Directive: Duplicate, line for line and unchanged, the part of the records that opens with the line containing "Every instance of the low stone wall gets" and closes with the line containing "96 169 L 32", including both of those lines.

Stored data:

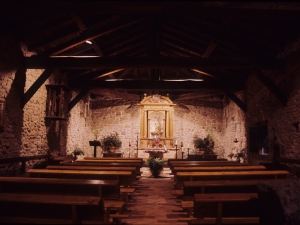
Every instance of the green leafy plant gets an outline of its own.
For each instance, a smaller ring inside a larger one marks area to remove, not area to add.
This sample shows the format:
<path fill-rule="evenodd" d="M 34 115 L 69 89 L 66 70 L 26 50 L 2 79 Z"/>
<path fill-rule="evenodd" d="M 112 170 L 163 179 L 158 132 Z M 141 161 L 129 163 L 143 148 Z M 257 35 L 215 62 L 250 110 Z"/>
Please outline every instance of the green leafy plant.
<path fill-rule="evenodd" d="M 160 171 L 164 168 L 164 161 L 158 157 L 151 157 L 146 161 L 152 175 L 158 177 Z"/>
<path fill-rule="evenodd" d="M 231 152 L 231 153 L 228 154 L 228 157 L 231 158 L 231 159 L 233 157 L 235 157 L 236 161 L 240 161 L 241 158 L 243 158 L 244 160 L 246 160 L 246 149 L 243 148 L 241 151 L 239 151 L 237 153 Z"/>
<path fill-rule="evenodd" d="M 99 136 L 99 130 L 94 130 L 92 131 L 94 137 L 95 137 L 95 140 L 98 140 L 98 136 Z"/>
<path fill-rule="evenodd" d="M 120 148 L 122 146 L 122 141 L 117 132 L 113 132 L 107 136 L 102 137 L 100 142 L 107 149 L 109 149 L 110 147 Z"/>
<path fill-rule="evenodd" d="M 198 137 L 198 135 L 195 135 L 193 137 L 193 144 L 196 148 L 206 148 L 207 147 L 207 141 L 204 138 Z"/>
<path fill-rule="evenodd" d="M 71 154 L 75 159 L 77 159 L 78 155 L 84 155 L 84 151 L 76 145 L 74 151 Z"/>

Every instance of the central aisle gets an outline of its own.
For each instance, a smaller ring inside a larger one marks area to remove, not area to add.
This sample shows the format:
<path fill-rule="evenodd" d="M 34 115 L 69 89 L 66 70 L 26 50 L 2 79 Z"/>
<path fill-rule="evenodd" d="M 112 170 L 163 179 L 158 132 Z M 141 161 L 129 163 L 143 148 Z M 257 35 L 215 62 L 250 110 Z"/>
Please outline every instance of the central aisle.
<path fill-rule="evenodd" d="M 134 195 L 127 203 L 124 213 L 129 214 L 128 219 L 122 219 L 122 225 L 187 225 L 178 222 L 178 217 L 185 217 L 181 201 L 172 194 L 173 177 L 170 169 L 164 168 L 161 178 L 152 178 L 147 167 L 141 169 L 142 178 L 137 181 Z"/>

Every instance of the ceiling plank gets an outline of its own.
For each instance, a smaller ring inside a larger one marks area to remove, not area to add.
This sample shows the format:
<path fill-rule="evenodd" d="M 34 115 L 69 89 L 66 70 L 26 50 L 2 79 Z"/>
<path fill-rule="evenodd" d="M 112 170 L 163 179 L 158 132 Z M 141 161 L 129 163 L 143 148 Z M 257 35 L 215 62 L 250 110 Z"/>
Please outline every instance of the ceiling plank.
<path fill-rule="evenodd" d="M 76 95 L 75 98 L 71 100 L 68 104 L 68 111 L 70 112 L 71 109 L 83 98 L 88 94 L 89 90 L 88 89 L 83 89 L 81 92 L 79 92 L 78 95 Z"/>
<path fill-rule="evenodd" d="M 53 73 L 53 69 L 47 68 L 38 77 L 38 79 L 31 85 L 31 87 L 26 91 L 22 98 L 22 107 L 32 98 L 32 96 L 37 92 L 37 90 L 43 85 L 43 83 L 50 77 Z"/>
<path fill-rule="evenodd" d="M 282 105 L 286 106 L 288 99 L 286 95 L 280 90 L 280 88 L 274 83 L 274 81 L 272 81 L 260 70 L 252 70 L 252 72 L 273 93 L 273 95 L 276 96 L 276 98 L 282 103 Z"/>
<path fill-rule="evenodd" d="M 70 41 L 67 41 L 63 44 L 60 44 L 52 49 L 49 49 L 47 51 L 44 51 L 42 54 L 40 55 L 43 55 L 43 56 L 48 56 L 48 55 L 57 55 L 57 54 L 60 54 L 68 49 L 71 49 L 77 45 L 80 45 L 82 43 L 84 43 L 86 40 L 93 40 L 95 38 L 98 38 L 100 36 L 103 36 L 105 34 L 109 34 L 111 32 L 114 32 L 116 30 L 120 30 L 120 29 L 123 29 L 123 28 L 126 28 L 128 26 L 131 26 L 133 24 L 136 24 L 140 21 L 142 21 L 143 19 L 138 19 L 138 20 L 134 20 L 134 21 L 131 21 L 131 22 L 127 22 L 126 24 L 123 24 L 123 25 L 119 25 L 119 26 L 115 26 L 114 28 L 111 28 L 111 26 L 109 27 L 105 27 L 105 28 L 102 28 L 102 29 L 98 29 L 98 30 L 95 30 L 95 31 L 84 31 L 80 34 L 79 37 L 77 38 L 74 38 Z"/>
<path fill-rule="evenodd" d="M 199 91 L 201 89 L 222 89 L 222 85 L 215 81 L 154 81 L 154 80 L 122 80 L 105 81 L 94 80 L 86 82 L 71 81 L 70 87 L 82 88 L 111 88 L 122 90 L 172 90 L 172 91 Z M 237 90 L 235 83 L 228 84 L 228 89 Z"/>
<path fill-rule="evenodd" d="M 126 69 L 126 68 L 187 68 L 187 69 L 220 69 L 220 68 L 284 68 L 282 59 L 250 60 L 238 57 L 225 58 L 199 58 L 199 57 L 24 57 L 27 69 L 43 69 L 48 67 L 65 69 Z"/>

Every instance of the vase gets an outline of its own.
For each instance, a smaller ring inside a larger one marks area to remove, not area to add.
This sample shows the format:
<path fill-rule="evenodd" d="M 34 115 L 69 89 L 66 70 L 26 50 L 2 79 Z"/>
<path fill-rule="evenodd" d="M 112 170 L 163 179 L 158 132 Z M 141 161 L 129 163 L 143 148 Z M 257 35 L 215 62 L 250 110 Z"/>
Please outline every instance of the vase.
<path fill-rule="evenodd" d="M 158 178 L 159 175 L 160 175 L 160 173 L 161 173 L 161 171 L 162 171 L 162 169 L 160 169 L 160 170 L 151 170 L 152 176 L 154 178 Z"/>
<path fill-rule="evenodd" d="M 114 153 L 116 151 L 116 147 L 109 147 L 109 152 Z"/>

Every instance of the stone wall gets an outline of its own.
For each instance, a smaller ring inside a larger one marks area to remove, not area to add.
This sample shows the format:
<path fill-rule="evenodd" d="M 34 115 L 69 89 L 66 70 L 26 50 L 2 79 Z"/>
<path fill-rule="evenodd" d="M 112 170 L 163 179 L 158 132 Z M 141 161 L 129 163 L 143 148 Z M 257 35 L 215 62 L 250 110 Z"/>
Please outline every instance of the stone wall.
<path fill-rule="evenodd" d="M 77 94 L 77 92 L 73 92 L 72 98 Z M 84 156 L 94 156 L 93 147 L 89 146 L 89 141 L 95 139 L 92 134 L 91 118 L 92 111 L 89 109 L 89 99 L 85 97 L 70 111 L 67 124 L 67 155 L 70 155 L 75 148 L 80 148 L 83 150 Z"/>
<path fill-rule="evenodd" d="M 235 94 L 242 102 L 245 102 L 244 92 L 239 92 Z M 224 109 L 221 126 L 222 135 L 220 138 L 220 148 L 221 152 L 223 153 L 223 158 L 226 158 L 228 160 L 236 160 L 236 158 L 234 157 L 228 157 L 228 154 L 236 154 L 242 149 L 246 149 L 247 155 L 245 157 L 245 160 L 248 162 L 245 112 L 226 96 L 223 99 L 223 103 Z M 236 139 L 237 142 L 235 141 Z"/>
<path fill-rule="evenodd" d="M 89 131 L 89 140 L 94 140 L 93 131 L 99 130 L 99 139 L 103 138 L 112 132 L 117 132 L 122 141 L 120 151 L 124 152 L 125 157 L 128 157 L 129 142 L 131 143 L 130 157 L 134 156 L 136 151 L 137 133 L 140 132 L 140 114 L 139 106 L 135 105 L 119 105 L 112 107 L 104 107 L 92 110 L 92 124 Z M 93 147 L 90 147 L 91 149 Z M 101 156 L 102 148 L 97 149 L 97 156 Z M 91 155 L 91 152 L 89 153 Z M 142 157 L 139 155 L 139 157 Z"/>
<path fill-rule="evenodd" d="M 6 101 L 4 128 L 0 133 L 0 158 L 44 155 L 48 152 L 55 156 L 61 149 L 65 149 L 66 126 L 59 121 L 44 119 L 47 96 L 45 84 L 54 84 L 58 80 L 67 83 L 65 76 L 59 71 L 54 72 L 22 106 L 24 93 L 44 71 L 22 68 L 22 57 L 34 54 L 26 46 L 0 37 L 0 97 Z M 41 161 L 26 162 L 26 169 Z M 2 175 L 18 173 L 20 163 L 0 165 Z"/>
<path fill-rule="evenodd" d="M 288 101 L 284 105 L 276 96 L 254 75 L 247 81 L 247 126 L 267 121 L 269 134 L 269 155 L 260 156 L 251 153 L 251 163 L 272 162 L 274 151 L 276 157 L 300 159 L 300 132 L 297 124 L 300 121 L 300 53 L 299 41 L 287 46 L 279 55 L 285 58 L 287 68 L 281 71 L 266 70 L 268 76 L 284 93 Z"/>
<path fill-rule="evenodd" d="M 171 99 L 172 100 L 172 99 Z M 199 100 L 205 102 L 207 100 Z M 96 100 L 95 100 L 96 102 Z M 211 104 L 216 102 L 216 104 Z M 175 103 L 175 102 L 174 102 Z M 221 103 L 221 104 L 220 104 Z M 176 103 L 175 103 L 176 104 Z M 94 104 L 97 105 L 97 104 Z M 120 151 L 125 151 L 124 156 L 128 157 L 129 142 L 131 143 L 131 154 L 130 157 L 134 157 L 136 153 L 136 140 L 137 134 L 140 131 L 140 108 L 134 104 L 124 104 L 118 106 L 100 107 L 98 109 L 92 109 L 92 123 L 91 131 L 98 129 L 99 138 L 101 139 L 104 135 L 110 132 L 116 131 L 119 133 L 120 138 L 123 142 Z M 178 158 L 181 158 L 180 143 L 183 142 L 184 158 L 187 157 L 187 147 L 190 148 L 190 154 L 194 152 L 193 136 L 198 135 L 200 137 L 206 137 L 207 134 L 213 129 L 215 136 L 215 148 L 214 152 L 220 157 L 223 157 L 224 151 L 221 143 L 222 136 L 222 101 L 218 98 L 211 99 L 209 106 L 205 107 L 203 104 L 198 106 L 193 105 L 176 105 L 174 107 L 174 140 L 178 142 Z M 101 148 L 99 153 L 101 154 Z M 89 155 L 92 152 L 88 153 Z M 141 158 L 148 158 L 149 153 L 145 153 L 140 150 L 138 156 Z M 166 158 L 174 158 L 175 150 L 170 150 L 169 153 L 164 154 Z"/>

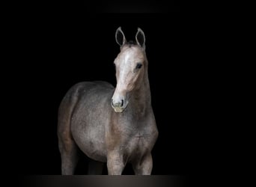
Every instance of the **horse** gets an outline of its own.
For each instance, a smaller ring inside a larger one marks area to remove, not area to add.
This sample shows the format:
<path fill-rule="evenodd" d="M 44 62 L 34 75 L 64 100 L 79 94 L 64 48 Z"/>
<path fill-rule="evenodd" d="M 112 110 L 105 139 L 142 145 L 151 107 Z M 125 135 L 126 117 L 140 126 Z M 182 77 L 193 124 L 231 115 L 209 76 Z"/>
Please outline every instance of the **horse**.
<path fill-rule="evenodd" d="M 121 175 L 132 165 L 135 175 L 150 175 L 152 149 L 158 129 L 151 105 L 145 36 L 135 41 L 115 31 L 120 53 L 114 61 L 116 87 L 102 81 L 74 85 L 62 99 L 58 114 L 61 174 L 73 175 L 81 150 L 91 162 L 88 174 Z"/>

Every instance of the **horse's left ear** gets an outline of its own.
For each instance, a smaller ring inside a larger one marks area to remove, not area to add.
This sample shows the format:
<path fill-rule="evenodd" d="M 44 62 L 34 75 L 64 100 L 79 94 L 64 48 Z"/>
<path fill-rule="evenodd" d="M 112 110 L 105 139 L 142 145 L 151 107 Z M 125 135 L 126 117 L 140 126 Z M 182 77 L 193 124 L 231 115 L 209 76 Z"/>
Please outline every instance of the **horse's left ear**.
<path fill-rule="evenodd" d="M 138 31 L 136 34 L 136 42 L 138 46 L 145 48 L 145 35 L 140 28 L 138 28 Z"/>

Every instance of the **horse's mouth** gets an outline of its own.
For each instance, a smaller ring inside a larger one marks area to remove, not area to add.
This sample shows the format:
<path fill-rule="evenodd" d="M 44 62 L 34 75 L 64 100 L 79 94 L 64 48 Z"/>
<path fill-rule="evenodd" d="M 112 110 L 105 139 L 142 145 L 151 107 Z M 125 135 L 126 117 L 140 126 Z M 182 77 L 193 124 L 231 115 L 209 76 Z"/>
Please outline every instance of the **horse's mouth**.
<path fill-rule="evenodd" d="M 125 108 L 113 107 L 113 109 L 115 112 L 123 112 L 124 111 Z"/>

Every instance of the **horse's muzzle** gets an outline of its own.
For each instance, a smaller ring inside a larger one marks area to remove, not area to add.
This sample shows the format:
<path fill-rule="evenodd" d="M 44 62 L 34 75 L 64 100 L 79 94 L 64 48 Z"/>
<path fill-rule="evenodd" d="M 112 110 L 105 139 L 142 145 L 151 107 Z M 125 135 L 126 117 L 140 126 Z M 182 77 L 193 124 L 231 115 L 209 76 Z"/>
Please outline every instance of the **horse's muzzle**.
<path fill-rule="evenodd" d="M 127 107 L 127 103 L 126 103 L 125 105 L 124 99 L 114 101 L 114 99 L 112 99 L 111 105 L 112 106 L 115 112 L 123 112 Z"/>

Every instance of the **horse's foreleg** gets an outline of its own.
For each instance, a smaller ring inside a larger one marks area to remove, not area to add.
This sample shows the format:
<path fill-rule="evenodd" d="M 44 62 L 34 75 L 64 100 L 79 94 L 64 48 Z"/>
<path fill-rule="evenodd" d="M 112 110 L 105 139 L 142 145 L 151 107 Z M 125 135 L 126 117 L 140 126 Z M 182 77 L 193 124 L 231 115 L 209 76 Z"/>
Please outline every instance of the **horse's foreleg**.
<path fill-rule="evenodd" d="M 150 175 L 153 167 L 151 153 L 147 153 L 141 160 L 132 163 L 132 168 L 136 175 Z"/>
<path fill-rule="evenodd" d="M 108 154 L 108 174 L 109 175 L 121 175 L 124 168 L 123 156 L 118 151 L 112 151 Z"/>

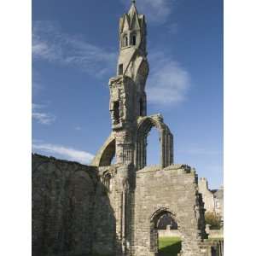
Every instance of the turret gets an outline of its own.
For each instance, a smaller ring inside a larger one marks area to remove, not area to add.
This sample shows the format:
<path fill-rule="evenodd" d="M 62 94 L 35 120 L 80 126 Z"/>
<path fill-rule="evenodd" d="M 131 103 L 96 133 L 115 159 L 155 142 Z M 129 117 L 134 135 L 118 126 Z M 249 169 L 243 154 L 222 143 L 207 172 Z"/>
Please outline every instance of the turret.
<path fill-rule="evenodd" d="M 145 84 L 148 74 L 147 25 L 135 1 L 119 20 L 119 55 L 117 76 L 109 81 L 113 129 L 131 126 L 139 116 L 147 115 Z"/>

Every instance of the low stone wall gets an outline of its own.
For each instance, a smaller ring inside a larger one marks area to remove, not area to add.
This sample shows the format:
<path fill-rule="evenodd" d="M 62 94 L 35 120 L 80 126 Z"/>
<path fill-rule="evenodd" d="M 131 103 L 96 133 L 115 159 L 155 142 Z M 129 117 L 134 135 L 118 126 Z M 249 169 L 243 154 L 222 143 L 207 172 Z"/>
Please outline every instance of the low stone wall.
<path fill-rule="evenodd" d="M 223 230 L 207 230 L 207 233 L 209 235 L 208 238 L 209 239 L 214 239 L 214 238 L 224 238 L 223 236 Z"/>
<path fill-rule="evenodd" d="M 96 169 L 32 154 L 32 255 L 90 255 Z"/>
<path fill-rule="evenodd" d="M 166 236 L 181 236 L 181 233 L 177 230 L 158 230 L 159 237 L 166 237 Z"/>

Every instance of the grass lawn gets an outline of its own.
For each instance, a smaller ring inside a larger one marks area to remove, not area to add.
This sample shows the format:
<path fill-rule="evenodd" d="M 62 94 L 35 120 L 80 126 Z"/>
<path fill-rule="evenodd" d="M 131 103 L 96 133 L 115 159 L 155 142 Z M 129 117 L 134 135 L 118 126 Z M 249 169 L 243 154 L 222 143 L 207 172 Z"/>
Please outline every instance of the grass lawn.
<path fill-rule="evenodd" d="M 177 256 L 181 250 L 179 237 L 160 237 L 159 256 Z"/>

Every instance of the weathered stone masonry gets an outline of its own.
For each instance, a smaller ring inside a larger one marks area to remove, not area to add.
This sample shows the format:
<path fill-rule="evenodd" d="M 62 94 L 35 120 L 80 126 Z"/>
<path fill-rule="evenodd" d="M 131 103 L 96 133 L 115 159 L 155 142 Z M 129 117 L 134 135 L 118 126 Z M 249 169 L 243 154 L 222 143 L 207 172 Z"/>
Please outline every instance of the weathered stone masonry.
<path fill-rule="evenodd" d="M 133 3 L 119 21 L 117 75 L 108 84 L 112 132 L 91 166 L 32 155 L 33 256 L 154 256 L 156 224 L 166 213 L 177 224 L 181 255 L 211 255 L 197 175 L 173 163 L 173 136 L 163 117 L 147 115 L 146 36 L 145 16 Z M 161 160 L 150 167 L 153 127 Z"/>

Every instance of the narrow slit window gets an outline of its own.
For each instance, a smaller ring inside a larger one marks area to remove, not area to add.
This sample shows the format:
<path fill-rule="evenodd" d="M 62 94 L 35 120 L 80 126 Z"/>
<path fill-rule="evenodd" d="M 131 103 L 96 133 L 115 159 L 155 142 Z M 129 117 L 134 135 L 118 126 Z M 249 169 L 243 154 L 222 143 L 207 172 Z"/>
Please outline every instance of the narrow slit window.
<path fill-rule="evenodd" d="M 123 64 L 120 64 L 120 65 L 119 65 L 119 75 L 122 75 L 122 74 L 123 74 Z"/>
<path fill-rule="evenodd" d="M 119 102 L 113 102 L 113 118 L 116 123 L 119 123 Z"/>
<path fill-rule="evenodd" d="M 140 116 L 143 115 L 143 101 L 140 99 Z"/>
<path fill-rule="evenodd" d="M 132 36 L 132 45 L 136 45 L 136 35 Z"/>
<path fill-rule="evenodd" d="M 123 46 L 124 46 L 124 47 L 128 46 L 128 37 L 127 37 L 127 36 L 125 36 L 125 37 L 124 37 Z"/>

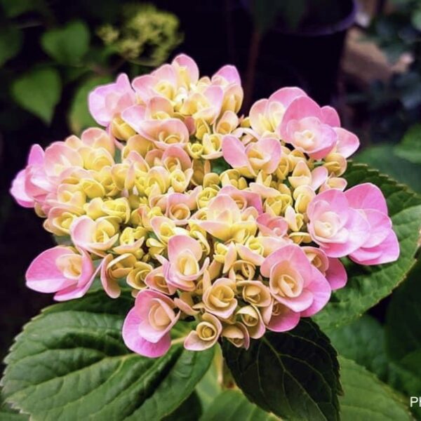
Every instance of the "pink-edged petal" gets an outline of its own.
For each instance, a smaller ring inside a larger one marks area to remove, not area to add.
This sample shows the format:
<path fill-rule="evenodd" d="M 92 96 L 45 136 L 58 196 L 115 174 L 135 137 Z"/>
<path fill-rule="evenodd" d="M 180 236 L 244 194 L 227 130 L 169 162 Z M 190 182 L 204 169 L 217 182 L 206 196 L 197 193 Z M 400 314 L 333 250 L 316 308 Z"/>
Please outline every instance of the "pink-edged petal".
<path fill-rule="evenodd" d="M 233 168 L 242 168 L 248 166 L 246 154 L 246 147 L 239 139 L 227 135 L 222 139 L 222 156 L 224 159 Z"/>
<path fill-rule="evenodd" d="M 387 239 L 372 248 L 360 248 L 349 255 L 356 263 L 365 265 L 382 265 L 395 262 L 399 257 L 399 242 L 391 229 Z"/>
<path fill-rule="evenodd" d="M 83 255 L 86 254 L 83 250 L 81 250 L 81 253 Z M 83 260 L 85 260 L 85 256 Z M 89 260 L 91 260 L 90 258 Z M 100 270 L 100 266 L 98 266 L 94 272 L 92 262 L 89 264 L 88 262 L 83 262 L 82 264 L 82 274 L 77 284 L 60 290 L 54 295 L 54 300 L 55 301 L 67 301 L 67 300 L 74 300 L 83 297 L 91 288 Z"/>
<path fill-rule="evenodd" d="M 330 286 L 325 276 L 315 267 L 312 269 L 313 279 L 308 288 L 313 294 L 313 302 L 301 313 L 303 317 L 310 317 L 320 312 L 329 301 L 332 293 Z"/>
<path fill-rule="evenodd" d="M 121 118 L 134 130 L 139 132 L 145 120 L 145 109 L 142 105 L 133 105 L 121 113 Z"/>
<path fill-rule="evenodd" d="M 268 100 L 259 100 L 256 101 L 250 109 L 249 117 L 250 124 L 253 130 L 258 134 L 262 134 L 265 131 L 265 127 L 262 126 L 260 116 L 266 114 Z"/>
<path fill-rule="evenodd" d="M 157 358 L 166 354 L 171 345 L 169 334 L 163 336 L 156 343 L 148 342 L 139 334 L 140 322 L 136 309 L 130 310 L 124 320 L 122 330 L 126 346 L 133 352 L 149 358 Z"/>
<path fill-rule="evenodd" d="M 286 86 L 281 88 L 269 97 L 269 101 L 278 101 L 286 108 L 296 98 L 299 97 L 307 97 L 307 93 L 295 86 Z"/>
<path fill-rule="evenodd" d="M 335 108 L 330 105 L 325 105 L 321 107 L 321 121 L 325 124 L 328 124 L 331 127 L 340 127 L 340 119 Z"/>
<path fill-rule="evenodd" d="M 348 210 L 346 229 L 348 236 L 345 242 L 320 244 L 328 257 L 343 258 L 361 247 L 370 236 L 368 221 L 361 212 L 355 209 Z"/>
<path fill-rule="evenodd" d="M 290 262 L 293 266 L 295 265 L 303 278 L 311 275 L 310 263 L 304 251 L 295 244 L 288 244 L 269 255 L 260 267 L 261 274 L 269 278 L 276 263 L 283 261 Z"/>
<path fill-rule="evenodd" d="M 273 332 L 287 332 L 293 329 L 300 322 L 300 313 L 293 312 L 286 306 L 283 306 L 279 314 L 272 314 L 273 304 L 262 309 L 262 316 L 267 320 L 266 327 Z"/>
<path fill-rule="evenodd" d="M 345 192 L 349 206 L 355 209 L 375 209 L 387 215 L 387 204 L 383 193 L 376 185 L 365 182 Z"/>
<path fill-rule="evenodd" d="M 76 283 L 74 279 L 67 279 L 55 264 L 58 258 L 70 254 L 74 253 L 61 246 L 43 251 L 27 270 L 27 286 L 39 293 L 55 293 Z"/>
<path fill-rule="evenodd" d="M 359 147 L 359 139 L 354 133 L 342 128 L 335 127 L 333 129 L 338 135 L 336 152 L 345 158 L 348 158 Z"/>
<path fill-rule="evenodd" d="M 33 208 L 35 202 L 28 196 L 25 188 L 25 170 L 21 170 L 18 173 L 12 182 L 10 193 L 21 206 Z"/>
<path fill-rule="evenodd" d="M 320 273 L 320 272 L 319 272 Z M 298 297 L 274 297 L 276 301 L 286 305 L 295 312 L 302 312 L 308 309 L 314 301 L 313 293 L 309 290 L 302 290 Z"/>
<path fill-rule="evenodd" d="M 227 65 L 222 67 L 215 74 L 215 76 L 223 77 L 229 83 L 241 84 L 240 74 L 235 66 Z"/>
<path fill-rule="evenodd" d="M 196 83 L 199 80 L 199 67 L 196 62 L 186 54 L 179 54 L 173 63 L 177 63 L 180 67 L 185 67 L 189 75 L 191 83 Z"/>
<path fill-rule="evenodd" d="M 203 252 L 199 241 L 187 235 L 175 235 L 168 240 L 168 260 L 174 262 L 178 255 L 189 250 L 197 260 L 201 258 Z"/>
<path fill-rule="evenodd" d="M 28 156 L 28 165 L 42 165 L 44 163 L 44 152 L 38 144 L 33 145 Z"/>
<path fill-rule="evenodd" d="M 301 120 L 306 117 L 315 117 L 321 119 L 321 111 L 320 107 L 310 98 L 300 96 L 295 98 L 288 107 L 282 122 L 279 127 L 281 136 L 286 139 L 288 138 L 288 125 L 293 120 Z"/>
<path fill-rule="evenodd" d="M 392 229 L 392 220 L 387 215 L 374 209 L 366 209 L 364 215 L 370 224 L 370 236 L 363 247 L 370 248 L 386 239 Z"/>
<path fill-rule="evenodd" d="M 100 264 L 101 283 L 107 295 L 111 298 L 118 298 L 121 293 L 121 289 L 116 279 L 110 279 L 107 274 L 107 267 L 113 260 L 113 255 L 107 255 Z"/>
<path fill-rule="evenodd" d="M 325 276 L 330 285 L 332 290 L 343 288 L 348 281 L 348 275 L 345 267 L 339 259 L 328 258 L 329 267 Z"/>
<path fill-rule="evenodd" d="M 156 95 L 154 91 L 154 87 L 158 81 L 156 77 L 150 74 L 144 74 L 135 78 L 132 85 L 140 99 L 144 102 L 147 102 L 149 98 Z"/>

Complete response:
Every instance of the low stone wall gets an outline of its own.
For each instance, a smaller ring inside a larger one marks area to remove, not area to add.
This sample shows the format:
<path fill-rule="evenodd" d="M 62 94 L 35 120 L 80 126 Z"/>
<path fill-rule="evenodd" d="M 131 103 L 96 133 L 115 159 L 155 142 Z M 129 117 L 134 135 L 118 126 Z M 249 169 L 243 154 L 222 143 L 207 172 Z"/>
Please outline every instance of the low stone wall.
<path fill-rule="evenodd" d="M 223 230 L 207 230 L 207 233 L 209 235 L 208 238 L 209 239 L 214 239 L 214 238 L 224 238 L 223 236 Z"/>
<path fill-rule="evenodd" d="M 96 169 L 32 154 L 32 255 L 90 255 Z"/>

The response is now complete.